◆ Текст страницы ◆

........

В.ТИХОНОВ: Да, но думаю, что если бы он сумел интегрироваться в университетскую среду, не был оттуда вытолкнут, думаю, что у него была бы карьера достаточно либерально-радикального, но все-таки профессора университета. То есть, на самом деле его переписка с тем же историком Платоновым из университета Петербурга свидетельствует о том, что он до последнего, даже после того, как произошел разрыв с Ключевским, даже после того, как ему стало ясно, что место в московском университете он не получит – он ищет возможности, - может быть киевский, петербургский университеты. В этом смысле он все-таки видел себя, в первую очередь, как профессор, университетский интеллектуал.

А то, что он оказался в Болгарии - это уже в некотором смысле для него оказалась безнадежная ситуация, когда ему предложили преподавать, он согласился, - правда, /недолго, достаточно быстро в Петербург пришли сведения о том, что он развращает болгарскую молодежь. И его и из Болгарии мягко попросили.

Но после этого у него с Болгарией сохранились тесные связи, он всегда позиционировался как болгарофил, человек, всегда выступавший с особой симпатией к Болгарии и постоянно обижавшийся на то, что Россия отдает предпочтение Сербии, а не Болгарии.

Кстати, в Болгарии он подсмотрел вариант парламента, который, как он считал, был бы наиболее приемлем.

М.СОКОЛОВ: Да, там была конституционная монархия.

В.ТИХОНОВ: Однопалатный парламент. Да, программа партии кадетов как раз и предлагала конституционную монархию - парламент был двухпалатным, там был еще Госсовет, - он предлагал, чтобы парламент был однопалатным, и механизм народного представительства был более отчетливым, а модель он в Болгарии подсмотрел.

М.СОКОЛОВ: Когда обсуждался кабинет доверия, или еще что-нибудь – после 905 г., после дарования основных законов, - роль главы МИДа неизменно отводилась Милюкову. Как понять такое? За 10 лет он вдруг стал крупнейшим оппозиционным экспертом именно в области внешней политики?

........

◆ Исходные данные ◆
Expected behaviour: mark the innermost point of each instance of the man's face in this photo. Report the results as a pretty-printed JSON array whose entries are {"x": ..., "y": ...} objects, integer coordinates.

........

◆ Задание A ◆
Перескажите текст страницы в двух предложениях.
◆ Задание B ◆
Пожалуйста, продолжите текст страницы после последней реплики.
Эти данные для работы не понадобятся.

◆ Письменный ответ A ◆
По словам Тихонова, герой беседы видел себя прежде всего университетским профессором и до последнего искал место в университете, но оказался в Болгарии, откуда его вскоре мягко попросили, хотя тесные связи с этой страной у него сохранились. В Болгарии он подсмотрел модель однопалатного парламента, а Соколов спрашивает, почему после дарования основных законов роль главы МИДа неизменно отводилась Милюкову.

◆ Письменный ответ B ◆
В.ТИХОНОВ: Конечно, здесь сыграла роль его неусидчивость – любопытство, неусидчивость в хорошем смысле этого слова. У него были колоссальные связи за рубежом - в Болгарии, на Балканах, он даже был знаком с младотурками, в Европе, в США он читал лекции. И дело еще и в том, что учитывалось и то, что он, что называется, был витриной русского либерализма – он всегда подчеркивал это в своих воспоминаниях.

Была поездка, когда думскую делегацию, в годы первой мировой, отправили с вояжем по странам-союзникам. Он подчеркивает, что необходимо было показать, что у нас ест либеральное лицо. То есть, если вы хотите взаимодействовать с европейскими великими державами, которые входили в Антанту – а там была уже демократия, в общем-то, то будьте добры придерживаться каких-то базовых демократических ценностей. И в этом смысле Милюков оказывался наиболее удобной фигурой.

Кстати, несмотря на все переговоры, он вспоминает, что был момент, когда вставал вопрос о том, что кадеты будут приглашены в правительство, переходные периоды, и предполагалось сделать его министром иностранных дел.

Но тут надо четко понимать, что этот дипломатический корпус Российской империи – туда с улицы не приходили. На самом деле это достаточно жесткая иерархия, где человек делал карьеру годами, и Милюков в этом смысле оказался бы с улицы. Правда, когда он все-таки стал министром иностранных дел, он весь этот корпус сохранил - вне зависимости от того, любили они его или не любили. Он понимал, что машина должна функционировать так, как она функционировала, иначе она развалится.

М.СОКОЛОВ: Есть такие рассуждения, что Россию губила запрограммированность кадетов тех же. Появись Милюков или Маклаков в правительстве Столыпина, что-нибудь бы изменилось?

В.ТИХОНОВ: Вряд ли. Во-первых, не он бы определял политическую повестку дня. Здесь у Милюкова была такая идея – если наши представители окажутся в правительстве, они там просто растворятся.

М.СОКОЛОВ: Поэтому ходить не надо?

В.ТИХОНОВ: Надо сотрудничать, надо вступать в качестве критических экспертов.

М.СОКОЛОВ: Конструктивный диалог с властью?

В.ТИХОНОВ: О конструктивном диалоге с властью, риторическом, Милюков заговорил в годы первой мировой. Хотя он тоже не был упертым оппозиционером. Он описывает такой эпизод, что когда было одно из заседаний думы, то кто-то компрометирующие материалы против Столыпина зачитал. И он выступил против, аплодировал Столыпину. После этого кадетская фракция хотела осудить Милюкова - к тому времени там уже началась внутрифракционная борьба.

А в годы Первой мировой это сближение началось действительно - даже был такой эпизод: когда он был в Англии, он высказался, что мы являемся не оппозицией Его величеству, а оппозицией Его Величества. Ну, был некий конструктивный диалог, но не всегда успешный.

М.СОКОЛОВ: Вопрос о внешней политике в России всегда был связан с ее устройством. Российская империя, хоть была единая и неделимая, но там была, например. Финляндия со своей конституцией, особыми правами, особым статусом. Того же требовала Польша. Как Милюков предлагал решать такие вопросы, был ли он сторонником автономии, федерации, или до революции не хотел идти на уступки?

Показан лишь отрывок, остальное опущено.